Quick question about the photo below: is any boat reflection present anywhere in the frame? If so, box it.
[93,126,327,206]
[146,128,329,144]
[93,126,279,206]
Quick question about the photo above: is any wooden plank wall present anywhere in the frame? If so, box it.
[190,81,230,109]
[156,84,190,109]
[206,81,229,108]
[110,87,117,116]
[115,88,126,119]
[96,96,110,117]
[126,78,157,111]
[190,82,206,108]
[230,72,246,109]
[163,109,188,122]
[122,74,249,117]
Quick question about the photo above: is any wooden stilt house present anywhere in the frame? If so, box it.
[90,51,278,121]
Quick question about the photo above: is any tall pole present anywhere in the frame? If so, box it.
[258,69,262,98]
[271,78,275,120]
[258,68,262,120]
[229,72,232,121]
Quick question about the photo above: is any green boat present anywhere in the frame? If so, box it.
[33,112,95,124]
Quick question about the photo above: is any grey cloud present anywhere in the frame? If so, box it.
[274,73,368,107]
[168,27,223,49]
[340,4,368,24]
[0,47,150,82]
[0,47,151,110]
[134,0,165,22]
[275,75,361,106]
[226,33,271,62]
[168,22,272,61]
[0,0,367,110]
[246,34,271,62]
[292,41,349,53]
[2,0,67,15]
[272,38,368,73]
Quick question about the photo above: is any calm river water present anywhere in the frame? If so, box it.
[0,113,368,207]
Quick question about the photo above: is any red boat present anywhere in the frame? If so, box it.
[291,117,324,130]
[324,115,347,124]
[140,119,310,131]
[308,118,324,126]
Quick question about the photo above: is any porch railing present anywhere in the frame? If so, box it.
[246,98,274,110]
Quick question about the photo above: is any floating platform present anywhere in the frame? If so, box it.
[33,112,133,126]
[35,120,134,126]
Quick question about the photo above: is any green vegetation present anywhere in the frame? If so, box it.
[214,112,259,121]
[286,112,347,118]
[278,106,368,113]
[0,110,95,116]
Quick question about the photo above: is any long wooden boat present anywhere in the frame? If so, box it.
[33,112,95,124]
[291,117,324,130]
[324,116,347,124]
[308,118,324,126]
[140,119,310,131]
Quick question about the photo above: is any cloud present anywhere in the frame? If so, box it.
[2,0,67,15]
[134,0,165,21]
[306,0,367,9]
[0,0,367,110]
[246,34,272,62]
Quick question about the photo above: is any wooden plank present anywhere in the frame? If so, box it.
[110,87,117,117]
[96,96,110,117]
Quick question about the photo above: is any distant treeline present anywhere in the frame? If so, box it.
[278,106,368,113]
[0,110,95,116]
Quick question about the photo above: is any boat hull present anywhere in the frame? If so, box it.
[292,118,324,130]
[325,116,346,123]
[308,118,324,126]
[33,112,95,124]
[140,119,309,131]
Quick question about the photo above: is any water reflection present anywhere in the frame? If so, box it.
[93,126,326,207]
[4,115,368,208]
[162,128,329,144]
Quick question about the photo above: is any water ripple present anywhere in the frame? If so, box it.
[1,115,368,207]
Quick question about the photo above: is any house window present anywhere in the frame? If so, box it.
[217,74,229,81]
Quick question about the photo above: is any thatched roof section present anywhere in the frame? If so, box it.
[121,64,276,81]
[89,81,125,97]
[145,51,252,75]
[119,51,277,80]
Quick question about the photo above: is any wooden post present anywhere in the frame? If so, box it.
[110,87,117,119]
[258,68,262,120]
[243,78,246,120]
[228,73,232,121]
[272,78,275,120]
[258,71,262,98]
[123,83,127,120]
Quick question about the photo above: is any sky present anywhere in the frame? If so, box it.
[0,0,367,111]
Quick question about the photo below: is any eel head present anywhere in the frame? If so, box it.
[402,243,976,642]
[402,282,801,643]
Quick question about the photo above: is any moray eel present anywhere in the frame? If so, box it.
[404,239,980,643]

• [What the exercise asks]: Your task is to copy every entry above, exactly as written.

• [Finished exercise]:
Quick question about the photo below: is any boat reflection present anywhere in the frame? If so, box it.
[93,126,327,206]
[146,128,329,144]
[93,126,279,206]
Quick question about the photo above: is any wooden plank wall present anywhere in the frame? If so, box it.
[190,81,230,109]
[156,84,190,109]
[206,81,229,108]
[110,87,117,116]
[115,88,126,119]
[96,96,110,117]
[126,78,157,111]
[190,82,206,108]
[230,72,246,109]
[163,109,188,122]
[122,74,249,117]
Quick question about the photo above: is any wooden stilt house present anywhere in the frame? If so, box it.
[90,51,278,121]
Quick question about the photo above: is any tall pole present anywhere in the frame? If so, box it.
[258,69,262,98]
[271,78,275,120]
[258,68,262,120]
[229,72,232,121]
Quick question about the photo above: is any green boat present anywhere in the frame? If so, box it.
[33,112,95,124]
Quick question about the photo above: is any grey cloud present anywhere in the frame? If so, box it.
[274,73,368,107]
[168,27,223,49]
[340,4,368,24]
[0,47,150,82]
[0,47,151,110]
[134,0,165,22]
[275,75,361,106]
[226,33,271,62]
[168,22,272,61]
[0,0,367,110]
[246,34,271,62]
[292,41,349,53]
[2,0,67,15]
[272,38,368,73]
Quick question about the photo above: is any calm river water present anywhere in the frame? If so, box it.
[0,113,368,207]
Quick question about the photo above: is any red boat present anywhere in the frame? If so, box it.
[291,117,324,130]
[324,115,347,124]
[140,119,310,131]
[308,118,324,126]
Quick question about the photo above: is any porch railing present anywhere in the frame? If so, box it.
[246,98,274,110]
Quick question about the photo above: is any floating platform present anywhere in the frame? If so, box it.
[33,112,133,126]
[35,120,134,126]
Quick question about the photo above: is any green vegetation present anywhere in the frame? If so, box it.
[214,112,259,121]
[286,112,347,118]
[278,106,368,113]
[0,110,95,116]
Quick question about the photo above: is any long wooden boat present anywhere in the frame? If so, box it.
[33,112,95,124]
[291,117,324,130]
[324,116,347,124]
[308,118,324,126]
[140,119,310,131]
Quick question about the photo above: is any cloud present anywhere in the frame? If so, box it.
[2,0,67,15]
[134,0,165,21]
[306,0,367,9]
[0,0,367,110]
[246,34,272,62]
Quick question about the photo above: is any wooden plank present anywhere in the frame? If so, box it.
[110,87,117,117]
[96,96,110,117]
Quick question about the photo above: is any distant treeline present anywhere in the frame? If so, box it.
[278,106,368,113]
[0,110,95,116]
Quick question about the photo above: is any boat hull present anywhere in the frame? If so, box it.
[292,118,324,130]
[325,116,346,123]
[308,118,324,126]
[33,112,95,124]
[140,119,309,131]
Quick question about the photo above: is any water reflection present anywhere in the frame? If so, box it.
[93,126,326,207]
[4,115,368,208]
[162,128,329,144]
Quick question about the photo above: is any water ripple present anywhere in the frame? If so, box it.
[1,115,368,207]
Quick question about the photo above: is any house window present anywhere in the frame? If so, box it.
[217,74,229,81]
Quick question about the photo above: is any thatched roof section present anywhere in the frame? If so, box it.
[121,64,276,81]
[89,81,125,97]
[145,51,252,75]
[119,51,277,80]
Quick question about the photo above: is any wooden post present anywhere in the frame? If so, box it.
[110,87,117,119]
[258,68,262,120]
[243,78,246,120]
[228,73,232,121]
[272,78,275,120]
[258,71,262,98]
[123,83,127,120]
Quick question about the photo above: is any sky present anywhere in the frame? If so, box it.
[0,0,367,111]
Quick question about the photo below: is any eel head present anywhere in the frame? If so, box it.
[402,243,976,642]
[402,282,801,643]
Quick question about the photo above: is any moray eel present anywhere in the frame? If so, box it.
[404,239,980,643]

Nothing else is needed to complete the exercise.